## TEXT:
CORVALLIS, Ore. - Oregon State University has named Richard van Breemen as the director of the university's Linus Pauling Institute.

Van Breemen, professor of pharmacy at the University of Illinois at Chicago, will succeed Balz Frei as director and endowed chair of the institute, which studies the role of vitamins and other micronutrients in enhancing health and preventing disease.

Van Breemen characterized his new role as director of the Linus Pauling Institute as a "dream job."

"Richard brings the prestige and accomplishments we were looking for in a new director," said Cynthia Sagers, vice president for research at OSU. "He runs a National Institutes of Health-funded center for botanical dietary supplement research and is someone who makes things happen. He is very collaborative and people here already know his work. Richard feels a real passion for the work we do here at OSU and at the Linus Pauling Institute in particular."

Van Breemen has a Ph.D. in pharmacology from Johns Hopkins University and was a post-doctoral scholar at Johns Hopkins in mass spectrometry. His undergraduate degree in chemistry is from Oberlin College.

His research includes clinical trials regarding prostate cancer prevention, and the safety and efficacy of botanical dietary supplements used by women.

At the University of Illinois at Chicago, where he has worked since 1994, van Breemen is the founding academic director of the Mass Spectrometry, Metabolomics and Proteomics Facility for the university's Research Resources Center. He is also the director of the Botanical Center for Dietary Supplements Research, which has NIH funding through 2020 and has been continually funded since 1999.

From 1986 to 1993, van Breemen was a faculty member at North Carolina State, where he founded and directed the Mass Spectrometry Laboratory for Biotechnology Research.

Linus Pauling, who died in 1994 at age 93, was an Oregon State alumnus and is the only person to win two unshared Nobel Prizes - for chemistry in 1954 and for peace in 1962. A chemistry professor at California Institute of Technology, he founded what would become the Linus Pauling Institute in 1973.

Pauling bequeathed his vast scientific archives to OSU, and in 1996 the institute moved from Palo Alto, Calif., to Oregon State. The following year, Frei became director and endowed chair, a position he held until his retirement in June 2016.

## EXERCISE BRIEF:
Summarize the article about the Linus Pauling Institute's new director in two sentences.

## DATA EXTRACTS:
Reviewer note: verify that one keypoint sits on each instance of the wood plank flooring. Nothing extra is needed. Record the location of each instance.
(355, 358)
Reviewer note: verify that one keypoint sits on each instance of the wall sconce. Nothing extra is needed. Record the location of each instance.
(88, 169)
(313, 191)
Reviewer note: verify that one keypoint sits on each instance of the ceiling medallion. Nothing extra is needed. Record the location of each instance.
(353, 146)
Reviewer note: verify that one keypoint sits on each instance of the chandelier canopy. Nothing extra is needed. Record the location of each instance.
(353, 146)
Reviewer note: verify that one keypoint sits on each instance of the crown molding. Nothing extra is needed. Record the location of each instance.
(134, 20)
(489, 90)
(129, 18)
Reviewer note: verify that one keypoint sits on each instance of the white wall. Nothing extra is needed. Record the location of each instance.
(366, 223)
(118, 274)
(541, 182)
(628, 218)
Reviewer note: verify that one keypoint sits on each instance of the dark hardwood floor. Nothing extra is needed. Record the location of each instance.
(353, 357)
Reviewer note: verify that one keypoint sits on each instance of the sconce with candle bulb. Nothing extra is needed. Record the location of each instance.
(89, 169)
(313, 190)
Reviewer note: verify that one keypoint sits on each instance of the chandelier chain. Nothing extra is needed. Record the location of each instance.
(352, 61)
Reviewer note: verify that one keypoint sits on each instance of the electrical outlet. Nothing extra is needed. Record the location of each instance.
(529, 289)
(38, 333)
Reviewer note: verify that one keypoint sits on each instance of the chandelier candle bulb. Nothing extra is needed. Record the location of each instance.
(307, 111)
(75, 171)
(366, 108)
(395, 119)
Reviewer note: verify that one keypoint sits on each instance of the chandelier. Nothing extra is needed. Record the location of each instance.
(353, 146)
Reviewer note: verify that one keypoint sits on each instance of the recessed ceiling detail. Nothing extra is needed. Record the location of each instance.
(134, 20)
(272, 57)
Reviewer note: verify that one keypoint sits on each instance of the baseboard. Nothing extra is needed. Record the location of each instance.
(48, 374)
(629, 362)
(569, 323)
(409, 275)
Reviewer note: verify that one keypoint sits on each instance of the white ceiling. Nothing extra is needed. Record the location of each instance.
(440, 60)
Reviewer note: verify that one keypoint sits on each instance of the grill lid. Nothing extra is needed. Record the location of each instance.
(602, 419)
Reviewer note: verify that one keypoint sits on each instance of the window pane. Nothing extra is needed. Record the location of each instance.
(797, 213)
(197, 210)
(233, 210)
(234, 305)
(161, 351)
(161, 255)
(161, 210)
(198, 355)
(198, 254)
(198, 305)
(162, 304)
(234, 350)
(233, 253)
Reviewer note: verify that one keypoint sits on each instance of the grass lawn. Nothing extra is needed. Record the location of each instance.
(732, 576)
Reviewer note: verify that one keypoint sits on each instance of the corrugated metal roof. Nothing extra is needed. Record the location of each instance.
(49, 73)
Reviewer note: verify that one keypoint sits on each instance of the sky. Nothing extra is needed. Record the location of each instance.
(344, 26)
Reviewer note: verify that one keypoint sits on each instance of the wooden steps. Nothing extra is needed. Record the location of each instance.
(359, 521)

## REPLY TO THE EXERCISE:
Oregon State University has named Richard van Breemen, a professor of pharmacy at the University of Illinois at Chicago, to succeed Balz Frei as director and endowed chair of the Linus Pauling Institute, which studies how vitamins and other micronutrients enhance health and prevent disease. Van Breemen holds a Ph.D. in pharmacology from Johns Hopkins University and directs the NIH-funded Botanical Center for Dietary Supplements Research, and he called the new role a "dream job."